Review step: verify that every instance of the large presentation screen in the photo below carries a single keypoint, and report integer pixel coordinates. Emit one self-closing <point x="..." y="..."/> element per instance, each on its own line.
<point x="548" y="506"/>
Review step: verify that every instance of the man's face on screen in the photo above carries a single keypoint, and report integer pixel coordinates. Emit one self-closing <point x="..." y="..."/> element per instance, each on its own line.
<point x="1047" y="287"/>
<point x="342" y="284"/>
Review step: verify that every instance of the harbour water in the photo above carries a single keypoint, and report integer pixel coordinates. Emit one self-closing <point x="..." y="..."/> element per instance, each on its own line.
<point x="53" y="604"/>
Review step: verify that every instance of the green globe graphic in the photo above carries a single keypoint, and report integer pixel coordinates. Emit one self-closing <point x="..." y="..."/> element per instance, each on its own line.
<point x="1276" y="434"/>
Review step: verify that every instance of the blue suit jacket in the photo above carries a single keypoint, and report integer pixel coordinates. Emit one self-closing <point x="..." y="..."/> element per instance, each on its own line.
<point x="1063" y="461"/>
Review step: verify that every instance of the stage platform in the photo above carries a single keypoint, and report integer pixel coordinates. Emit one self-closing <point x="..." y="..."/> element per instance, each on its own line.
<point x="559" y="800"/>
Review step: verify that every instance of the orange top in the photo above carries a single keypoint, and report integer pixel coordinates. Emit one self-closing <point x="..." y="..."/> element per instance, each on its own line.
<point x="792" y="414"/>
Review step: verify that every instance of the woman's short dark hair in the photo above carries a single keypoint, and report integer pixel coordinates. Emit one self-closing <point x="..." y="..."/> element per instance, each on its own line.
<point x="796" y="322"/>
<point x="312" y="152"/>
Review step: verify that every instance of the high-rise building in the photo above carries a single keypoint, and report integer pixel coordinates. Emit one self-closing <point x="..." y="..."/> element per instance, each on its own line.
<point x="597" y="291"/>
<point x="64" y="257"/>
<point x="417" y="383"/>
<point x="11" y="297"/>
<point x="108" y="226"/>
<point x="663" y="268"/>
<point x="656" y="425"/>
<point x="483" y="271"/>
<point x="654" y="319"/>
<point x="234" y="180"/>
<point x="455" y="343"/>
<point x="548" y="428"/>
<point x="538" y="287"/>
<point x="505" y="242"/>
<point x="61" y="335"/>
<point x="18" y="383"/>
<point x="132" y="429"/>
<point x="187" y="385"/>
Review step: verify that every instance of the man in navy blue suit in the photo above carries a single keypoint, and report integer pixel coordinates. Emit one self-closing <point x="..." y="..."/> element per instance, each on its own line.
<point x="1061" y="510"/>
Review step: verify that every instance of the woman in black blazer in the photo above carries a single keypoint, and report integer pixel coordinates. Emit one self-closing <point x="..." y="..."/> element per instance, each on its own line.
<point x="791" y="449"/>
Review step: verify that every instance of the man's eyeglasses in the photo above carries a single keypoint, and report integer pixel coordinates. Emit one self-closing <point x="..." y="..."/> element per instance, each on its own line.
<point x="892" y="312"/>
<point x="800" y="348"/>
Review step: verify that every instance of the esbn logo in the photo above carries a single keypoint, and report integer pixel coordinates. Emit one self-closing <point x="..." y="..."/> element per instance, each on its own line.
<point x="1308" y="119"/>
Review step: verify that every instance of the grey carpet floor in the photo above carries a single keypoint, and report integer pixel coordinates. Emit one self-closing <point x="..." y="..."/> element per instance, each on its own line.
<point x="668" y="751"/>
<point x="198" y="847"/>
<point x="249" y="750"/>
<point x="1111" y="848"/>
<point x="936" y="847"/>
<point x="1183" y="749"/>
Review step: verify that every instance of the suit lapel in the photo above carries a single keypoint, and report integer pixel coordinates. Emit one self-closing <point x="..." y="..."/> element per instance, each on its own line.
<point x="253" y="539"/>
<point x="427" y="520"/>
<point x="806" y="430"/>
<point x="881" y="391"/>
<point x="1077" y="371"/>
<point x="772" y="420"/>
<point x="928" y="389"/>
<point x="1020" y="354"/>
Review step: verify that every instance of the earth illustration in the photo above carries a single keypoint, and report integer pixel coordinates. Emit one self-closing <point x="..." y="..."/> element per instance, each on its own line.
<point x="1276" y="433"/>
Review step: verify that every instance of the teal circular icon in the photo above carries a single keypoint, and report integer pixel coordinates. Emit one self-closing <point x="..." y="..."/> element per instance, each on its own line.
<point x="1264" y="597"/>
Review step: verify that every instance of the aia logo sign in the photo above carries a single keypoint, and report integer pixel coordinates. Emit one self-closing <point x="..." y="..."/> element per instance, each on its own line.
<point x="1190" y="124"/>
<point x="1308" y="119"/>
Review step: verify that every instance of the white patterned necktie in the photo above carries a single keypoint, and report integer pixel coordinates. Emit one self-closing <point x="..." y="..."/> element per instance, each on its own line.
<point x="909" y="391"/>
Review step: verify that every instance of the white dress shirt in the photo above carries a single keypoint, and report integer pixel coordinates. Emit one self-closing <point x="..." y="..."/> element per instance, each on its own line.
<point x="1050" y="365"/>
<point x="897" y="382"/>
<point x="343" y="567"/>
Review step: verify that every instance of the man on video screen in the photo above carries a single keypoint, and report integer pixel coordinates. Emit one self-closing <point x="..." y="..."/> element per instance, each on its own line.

·····

**PROBLEM DETAILS:** Return all of the data word for word.

**TASK RESULT:**
Review step: verify that every instance of the large presentation screen in the photo below carries a single keypoint, and report integer pixel coordinates. Emit one self-closing <point x="..." y="..."/> element per instance, each on its own line.
<point x="548" y="506"/>
Review step: verify that every instance of the man's face on screen in the photo above carries a single keypoint, and report integer pixel coordinates. Emit one self-closing <point x="..." y="..."/> element per instance, each on its own line.
<point x="1047" y="287"/>
<point x="342" y="284"/>
Review step: verify that every instance of the harbour water in the photo above carries a single keypoint, and report integer pixel coordinates. Emit one self-closing <point x="..." y="..."/> element per instance, each on its own line.
<point x="53" y="604"/>
Review step: verify that every instance of the green globe graphic in the photo above carries a single keypoint, and report integer pixel coordinates. Emit one self-closing <point x="..." y="..."/> element per instance, each on its own line.
<point x="1276" y="434"/>
Review step: verify that every instance of the blue suit jacket in the photo above carries a single keypoint, and report integer pixel coordinates. Emit one self-closing <point x="..." y="..."/> element per instance, each on its own line.
<point x="1063" y="461"/>
Review step: verify that every instance of the stage platform in the photo above carries a single keypoint, and report integer pixel coordinates. Emit one self-closing <point x="..." y="..."/> element per instance, each on its own line.
<point x="559" y="800"/>
Review step: verify that every instance of the orange top in the photo above carries a single keypoint, and report integer pixel coordinates. Emit one self-closing <point x="..." y="..."/> element per instance, each on its own line.
<point x="792" y="414"/>
Review step: verify that every instance of the woman's short dark hair in the photo above carries a single keypoint, and report integer pixel coordinates. Emit one self-closing <point x="..." y="..."/> element per instance, each on its own line.
<point x="796" y="322"/>
<point x="312" y="152"/>
Review step: verify that every instance of the high-rise building in the photo above carries a single keypoint, and report integer pixel coordinates. Emit one self-closing <point x="..." y="..."/> element per instance, each on its own line.
<point x="597" y="291"/>
<point x="64" y="257"/>
<point x="417" y="383"/>
<point x="11" y="297"/>
<point x="108" y="226"/>
<point x="663" y="268"/>
<point x="656" y="425"/>
<point x="483" y="271"/>
<point x="654" y="319"/>
<point x="234" y="180"/>
<point x="455" y="343"/>
<point x="548" y="428"/>
<point x="538" y="287"/>
<point x="505" y="242"/>
<point x="61" y="335"/>
<point x="18" y="383"/>
<point x="132" y="429"/>
<point x="187" y="385"/>
Review step: verify that every instance of the man in navy blue suit in the photo above carries a single keypoint, and report integer pixel coordinates. Emit one self-closing <point x="..." y="..."/> element per instance, each on its own line.
<point x="1061" y="510"/>
Review step: verify that every instance of the woman in black blazer in the photo above carries a single keypoint, and report integer pixel coordinates. Emit one self-closing <point x="..." y="..."/> element per instance, each on its own line.
<point x="791" y="449"/>
Review step: verify that every instance of the man's eyeglasses in the photo above carries a single keypoint, and report integer pixel coordinates. Emit one self-closing <point x="..." y="..."/> element per instance, each on its own line.
<point x="892" y="312"/>
<point x="800" y="348"/>
Review step: verify that every instance of the esbn logo in the photo above carries a single keypoint, and report integer pixel coordinates. Emit one self-closing <point x="..." y="..."/> element per instance, each on its own line.
<point x="1308" y="119"/>
Review step: verify that every instance of the grey carpet floor in the photo above carries a single keypoint, and report integer pixel coordinates. Emit one self-closing <point x="..." y="..."/> element per instance, each on its own line.
<point x="668" y="751"/>
<point x="198" y="847"/>
<point x="249" y="750"/>
<point x="1111" y="848"/>
<point x="936" y="847"/>
<point x="1183" y="749"/>
Review step: verify that every instance of the suit lapel in the photo above carries a single keypoint, and report integer pixel coordinates. Emit one self-closing <point x="..." y="..."/> element per instance, each on its own line.
<point x="253" y="539"/>
<point x="427" y="520"/>
<point x="806" y="430"/>
<point x="881" y="391"/>
<point x="1077" y="371"/>
<point x="772" y="420"/>
<point x="928" y="389"/>
<point x="1020" y="354"/>
Review step: verify that every instance of the earth illustration in the photo above carries a single keypoint, and report integer pixel coordinates. Emit one self-closing <point x="..." y="..."/> element per instance, each on its own line.
<point x="1276" y="433"/>
Review step: verify that every instance of the teal circular icon in the photo above carries a single keypoint, and report integer pixel coordinates. Emit one self-closing <point x="..." y="..."/> element per instance, each on its own line.
<point x="1264" y="597"/>
Review step: verify that every instance of the aia logo sign in the photo above carries a single keypoint, and report integer pixel coordinates. Emit one self-closing <point x="..." y="..."/> element per instance, each on its own line.
<point x="1190" y="124"/>
<point x="1308" y="119"/>
Review step: verify that every instance of the white patterned necktie in the photo above carries a single keypoint, and report integer pixel coordinates. Emit one self-closing <point x="..." y="..."/> element per instance, each on its own line.
<point x="909" y="391"/>
Review step: verify that every instance of the white dress shirt in the photo above carries a single keypoint, and report integer pixel coordinates. Emit one self-closing <point x="..." y="..."/> element per instance, each on its own line.
<point x="1050" y="365"/>
<point x="897" y="382"/>
<point x="343" y="567"/>
Review step: verify that every instance of the man on video screen in the photo above carries a single keypoint, and report integer pixel coordinates. Emit one self-closing <point x="..." y="..."/> element per instance, each on its own line.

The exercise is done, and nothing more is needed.